TASK INSTRUCTIONS -
Please state who identified the error in the biobank data, according to the article below on the gene-edited babies study.

TEXT SECTION -
--------------------------------------------------

(Bloomberg) — Last year, when Chinese scientist He Jiankui created the world’s first gene-edited babies, criticism that he had acted irresponsibly promptly followed.
A scientific study published in June seemed to bolster those criticisms, finding that the genetic mutation He used in an attempt to create twins resistant to HIV may be linked to a shorter lifespan. But on Friday, the June paper’s senior author said his study contained a serious flaw.
“The one thing that all scientists fear the most is to find out that a major result they have published was based on erroneous data,” Rasmus Nielsen, a scientist at University of California, Berkeley, wrote on Twitter.
Nielsen said he had been alerted to a major error in the genetic data on which the research has been based. Nielsen and his colleagues analyzed more than 400,000 genomes and health records in the UK Biobank.
They concluded that people with two copies of a mutation of the CCR5 gene similar to the mutation that had been used in the genetically modified twins had a significantly higher death rate between ages 41 and 78 than people with one or no copies. The mutation, the Berkeley researchers found, was associated with a 21 per cent increase in mortality later in life.
The one thing that all scientists fear the most is to find out that a major result they have published was based on erroneous data
But, Nielsen tweeted, an error in the database “likely explains most or all of our results.” He said that the Harvard scientist David Reich had identified an error in the biobank data — data widely used among researchers — that called their findings into question.
Nielsen said his team would work with the editors of the journal that published their study, Nature Medicine, to correct the error.

--------------------------------------------------

Source records
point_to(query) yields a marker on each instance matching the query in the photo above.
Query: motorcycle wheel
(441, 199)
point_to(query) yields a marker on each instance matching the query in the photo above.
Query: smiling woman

--------------------------------------------------

TASK RESPONSE -
The Harvard scientist David Reich identified the error.